**BRIEF**
Please rewrite the records below as a JSON list of strings, with one string per line and blank lines left out.

Excerpts from point annotation data:
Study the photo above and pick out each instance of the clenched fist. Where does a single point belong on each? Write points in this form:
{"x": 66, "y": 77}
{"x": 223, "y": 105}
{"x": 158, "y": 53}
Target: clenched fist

**RESPONSE TO THIS EXERCISE**
[
  "Study the photo above and pick out each instance of the clenched fist. Where does a single point belong on each? Write points in this form:",
  "{\"x\": 66, \"y\": 77}",
  "{\"x\": 223, \"y\": 105}",
  "{\"x\": 158, \"y\": 53}",
  "Target: clenched fist"
]